┌─ DATA
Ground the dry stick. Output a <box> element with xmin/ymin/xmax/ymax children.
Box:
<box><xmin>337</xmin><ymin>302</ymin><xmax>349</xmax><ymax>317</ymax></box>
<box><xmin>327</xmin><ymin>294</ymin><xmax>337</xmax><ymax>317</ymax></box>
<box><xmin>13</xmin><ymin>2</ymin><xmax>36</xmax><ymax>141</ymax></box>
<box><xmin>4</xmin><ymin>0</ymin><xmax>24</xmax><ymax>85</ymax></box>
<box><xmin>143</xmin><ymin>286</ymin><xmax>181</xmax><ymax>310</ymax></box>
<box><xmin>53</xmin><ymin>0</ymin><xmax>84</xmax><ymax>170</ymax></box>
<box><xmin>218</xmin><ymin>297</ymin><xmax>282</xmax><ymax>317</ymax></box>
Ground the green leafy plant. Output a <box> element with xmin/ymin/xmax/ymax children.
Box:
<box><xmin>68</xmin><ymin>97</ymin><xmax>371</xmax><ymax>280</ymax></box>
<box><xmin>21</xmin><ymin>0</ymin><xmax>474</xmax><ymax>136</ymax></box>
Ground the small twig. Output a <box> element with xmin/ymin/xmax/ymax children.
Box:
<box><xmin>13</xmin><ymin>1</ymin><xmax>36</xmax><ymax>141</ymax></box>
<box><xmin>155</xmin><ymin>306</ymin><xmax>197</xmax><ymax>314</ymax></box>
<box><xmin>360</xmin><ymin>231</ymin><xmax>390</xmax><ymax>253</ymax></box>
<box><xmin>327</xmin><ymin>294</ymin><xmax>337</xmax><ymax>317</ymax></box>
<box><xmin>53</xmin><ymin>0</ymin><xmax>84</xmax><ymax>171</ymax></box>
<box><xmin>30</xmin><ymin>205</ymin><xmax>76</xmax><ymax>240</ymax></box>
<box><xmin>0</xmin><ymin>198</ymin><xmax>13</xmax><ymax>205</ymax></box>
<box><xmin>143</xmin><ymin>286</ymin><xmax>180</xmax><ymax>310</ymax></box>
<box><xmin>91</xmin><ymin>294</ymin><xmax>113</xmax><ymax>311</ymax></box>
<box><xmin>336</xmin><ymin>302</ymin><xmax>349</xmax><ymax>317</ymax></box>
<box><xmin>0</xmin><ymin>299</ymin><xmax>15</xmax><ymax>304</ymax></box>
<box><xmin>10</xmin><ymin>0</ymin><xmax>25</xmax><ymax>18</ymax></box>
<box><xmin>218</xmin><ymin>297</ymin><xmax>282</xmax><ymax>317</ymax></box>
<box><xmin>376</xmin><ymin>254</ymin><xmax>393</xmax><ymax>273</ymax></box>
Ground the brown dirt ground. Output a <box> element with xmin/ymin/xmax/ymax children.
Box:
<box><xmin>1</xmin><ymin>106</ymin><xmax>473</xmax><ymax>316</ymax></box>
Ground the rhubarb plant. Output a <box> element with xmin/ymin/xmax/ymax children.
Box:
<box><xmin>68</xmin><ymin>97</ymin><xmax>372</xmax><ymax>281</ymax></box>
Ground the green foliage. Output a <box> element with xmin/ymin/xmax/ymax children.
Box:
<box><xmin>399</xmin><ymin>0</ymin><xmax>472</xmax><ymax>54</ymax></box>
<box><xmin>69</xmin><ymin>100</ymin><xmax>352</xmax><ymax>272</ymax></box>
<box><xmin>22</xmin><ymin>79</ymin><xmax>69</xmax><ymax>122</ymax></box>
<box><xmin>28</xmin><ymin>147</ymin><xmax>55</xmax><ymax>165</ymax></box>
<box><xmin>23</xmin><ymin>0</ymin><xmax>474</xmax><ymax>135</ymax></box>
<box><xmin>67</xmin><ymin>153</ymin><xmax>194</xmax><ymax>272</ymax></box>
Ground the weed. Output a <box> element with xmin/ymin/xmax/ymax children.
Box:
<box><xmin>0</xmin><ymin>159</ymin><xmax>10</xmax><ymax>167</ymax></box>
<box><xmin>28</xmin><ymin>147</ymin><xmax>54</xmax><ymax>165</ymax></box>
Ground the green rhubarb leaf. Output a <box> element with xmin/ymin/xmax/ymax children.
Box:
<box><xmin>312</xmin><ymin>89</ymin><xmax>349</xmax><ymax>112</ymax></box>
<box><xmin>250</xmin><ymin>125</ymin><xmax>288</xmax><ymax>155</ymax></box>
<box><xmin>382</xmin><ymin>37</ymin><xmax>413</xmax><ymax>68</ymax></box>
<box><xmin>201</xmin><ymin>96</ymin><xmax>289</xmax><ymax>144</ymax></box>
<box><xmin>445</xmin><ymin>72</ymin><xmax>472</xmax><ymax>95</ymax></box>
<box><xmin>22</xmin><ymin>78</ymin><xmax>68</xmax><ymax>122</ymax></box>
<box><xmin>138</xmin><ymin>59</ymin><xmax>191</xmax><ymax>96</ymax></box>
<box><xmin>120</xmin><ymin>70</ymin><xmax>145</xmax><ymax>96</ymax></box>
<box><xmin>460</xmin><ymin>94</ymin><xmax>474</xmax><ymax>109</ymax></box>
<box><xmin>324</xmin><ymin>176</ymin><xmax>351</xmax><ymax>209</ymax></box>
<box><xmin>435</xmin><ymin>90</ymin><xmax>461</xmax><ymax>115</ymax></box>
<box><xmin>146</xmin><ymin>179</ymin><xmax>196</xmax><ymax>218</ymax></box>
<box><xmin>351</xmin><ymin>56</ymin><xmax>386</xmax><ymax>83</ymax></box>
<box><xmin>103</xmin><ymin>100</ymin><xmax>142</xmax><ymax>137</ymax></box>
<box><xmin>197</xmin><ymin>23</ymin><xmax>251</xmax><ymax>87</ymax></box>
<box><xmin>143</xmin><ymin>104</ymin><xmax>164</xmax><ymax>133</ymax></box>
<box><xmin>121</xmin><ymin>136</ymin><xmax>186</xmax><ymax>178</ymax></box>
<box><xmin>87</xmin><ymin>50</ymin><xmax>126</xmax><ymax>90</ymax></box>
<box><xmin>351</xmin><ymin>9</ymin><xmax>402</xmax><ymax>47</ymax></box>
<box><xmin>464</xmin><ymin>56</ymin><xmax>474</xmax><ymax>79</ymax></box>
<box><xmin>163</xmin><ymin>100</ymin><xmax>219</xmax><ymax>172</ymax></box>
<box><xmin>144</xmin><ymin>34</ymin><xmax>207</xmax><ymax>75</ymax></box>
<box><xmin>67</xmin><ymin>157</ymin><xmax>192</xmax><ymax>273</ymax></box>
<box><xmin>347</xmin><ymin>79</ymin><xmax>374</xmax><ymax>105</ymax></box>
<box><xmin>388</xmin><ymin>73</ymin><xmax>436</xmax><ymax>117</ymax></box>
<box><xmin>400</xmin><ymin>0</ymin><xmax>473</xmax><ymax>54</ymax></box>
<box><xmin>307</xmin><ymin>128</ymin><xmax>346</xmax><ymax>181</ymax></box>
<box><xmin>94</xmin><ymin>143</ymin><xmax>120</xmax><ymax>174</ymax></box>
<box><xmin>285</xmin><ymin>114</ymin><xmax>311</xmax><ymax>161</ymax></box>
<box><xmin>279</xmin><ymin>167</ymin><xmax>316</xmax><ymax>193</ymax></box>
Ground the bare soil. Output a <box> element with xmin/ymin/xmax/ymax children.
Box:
└─
▶ _ASSIGNMENT_:
Across the data above, count the lines that include the word "rhubarb", and respond with the number alone.

▶ _ANSWER TO THE EXERCISE_:
2